● **Written problem A**
Please copy the rows word for word, starting at the first line of the rows and stopping after the line that contains "(1083, 726)", with both ends included.

══════════

- Directed by: Anne Wheeler
- Written by: Elyse Friedman
- Produced by: Gavin Wilding
- Starring: Wendy Crewson; Peter Coyote;
- Cinematography: David Frazee
- Edited by: Lara Mazur
- Music by: Chris Ainscough
- Production company: Creative Differences
- Distributed by: Remstar Distribution
- Release date: 8 September 2001 (Canada);
- Running time: 105 mn.
- Country: Canada
- Language: English

= Suddenly Naked =

2001 film by Anne Wheeler

Suddenly Naked is a 2001 drama film directed by Anne Wheeler, written by Elyse Friedman, and starring Wendy Crewson and Peter Coyote.

══════════

● **Written problem B**
Summarize the entry on Suddenly Naked in two sentences.

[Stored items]

══════════

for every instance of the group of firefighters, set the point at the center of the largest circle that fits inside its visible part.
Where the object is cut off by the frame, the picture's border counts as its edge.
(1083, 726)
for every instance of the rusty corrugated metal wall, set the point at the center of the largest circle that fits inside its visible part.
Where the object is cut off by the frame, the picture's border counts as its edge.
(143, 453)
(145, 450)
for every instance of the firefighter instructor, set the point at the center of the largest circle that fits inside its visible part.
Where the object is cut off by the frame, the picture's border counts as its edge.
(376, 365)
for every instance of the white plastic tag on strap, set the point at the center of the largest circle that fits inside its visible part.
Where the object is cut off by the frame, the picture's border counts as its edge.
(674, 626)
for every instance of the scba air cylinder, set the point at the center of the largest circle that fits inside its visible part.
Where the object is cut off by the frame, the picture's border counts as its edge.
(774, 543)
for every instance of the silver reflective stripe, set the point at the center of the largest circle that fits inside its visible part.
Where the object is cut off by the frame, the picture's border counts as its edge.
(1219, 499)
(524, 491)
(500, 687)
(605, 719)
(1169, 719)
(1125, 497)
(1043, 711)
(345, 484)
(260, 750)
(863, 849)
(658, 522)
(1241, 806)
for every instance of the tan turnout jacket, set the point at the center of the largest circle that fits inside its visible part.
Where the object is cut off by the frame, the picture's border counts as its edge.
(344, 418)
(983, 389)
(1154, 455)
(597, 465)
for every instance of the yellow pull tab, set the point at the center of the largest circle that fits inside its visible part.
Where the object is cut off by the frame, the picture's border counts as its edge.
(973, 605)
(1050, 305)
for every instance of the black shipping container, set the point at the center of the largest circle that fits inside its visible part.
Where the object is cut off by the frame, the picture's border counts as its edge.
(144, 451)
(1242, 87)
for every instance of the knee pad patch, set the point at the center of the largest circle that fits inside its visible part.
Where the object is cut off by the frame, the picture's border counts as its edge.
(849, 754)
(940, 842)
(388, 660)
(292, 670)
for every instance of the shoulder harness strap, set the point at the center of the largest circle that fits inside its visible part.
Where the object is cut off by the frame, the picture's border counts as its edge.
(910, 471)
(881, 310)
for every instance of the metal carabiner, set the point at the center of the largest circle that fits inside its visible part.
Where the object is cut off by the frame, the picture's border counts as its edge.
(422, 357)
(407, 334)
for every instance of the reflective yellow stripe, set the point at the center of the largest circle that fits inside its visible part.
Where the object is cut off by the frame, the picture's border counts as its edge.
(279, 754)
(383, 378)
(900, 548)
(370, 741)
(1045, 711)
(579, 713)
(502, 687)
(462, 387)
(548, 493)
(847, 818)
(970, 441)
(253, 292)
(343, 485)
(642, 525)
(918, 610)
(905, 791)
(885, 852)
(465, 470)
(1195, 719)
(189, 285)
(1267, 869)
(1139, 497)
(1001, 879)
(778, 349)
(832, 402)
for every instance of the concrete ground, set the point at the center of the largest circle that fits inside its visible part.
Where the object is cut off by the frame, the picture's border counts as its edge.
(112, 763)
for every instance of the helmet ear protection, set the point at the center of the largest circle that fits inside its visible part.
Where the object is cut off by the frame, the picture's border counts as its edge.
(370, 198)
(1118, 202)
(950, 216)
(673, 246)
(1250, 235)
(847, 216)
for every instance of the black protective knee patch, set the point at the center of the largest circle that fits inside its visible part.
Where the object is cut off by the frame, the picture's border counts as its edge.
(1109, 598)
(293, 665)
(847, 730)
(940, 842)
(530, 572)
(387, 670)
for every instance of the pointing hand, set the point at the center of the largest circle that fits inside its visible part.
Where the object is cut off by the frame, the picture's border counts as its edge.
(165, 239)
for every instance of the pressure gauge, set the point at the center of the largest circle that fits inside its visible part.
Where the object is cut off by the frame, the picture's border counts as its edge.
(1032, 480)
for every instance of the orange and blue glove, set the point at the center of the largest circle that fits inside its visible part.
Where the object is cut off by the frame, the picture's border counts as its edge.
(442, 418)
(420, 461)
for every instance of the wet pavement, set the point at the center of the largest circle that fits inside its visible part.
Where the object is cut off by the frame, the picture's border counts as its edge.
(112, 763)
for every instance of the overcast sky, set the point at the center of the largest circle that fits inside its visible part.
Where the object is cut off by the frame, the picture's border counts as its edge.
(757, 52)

══════════

● **Answer A**
for every instance of the group of firefighters, set the point at the center of the largest circle that fits inside its visible part.
Where the object is cut off by the frame, the picture's border counts as its edge.
(1083, 726)

● **Answer B**
Suddenly Naked is a 2001 Canadian drama film directed by Anne Wheeler, written by Elyse Friedman, and starring Wendy Crewson and Peter Coyote. Produced by Gavin Wilding and distributed by Remstar Distribution, it was released in Canada on 8 September 2001 and runs 105 minutes.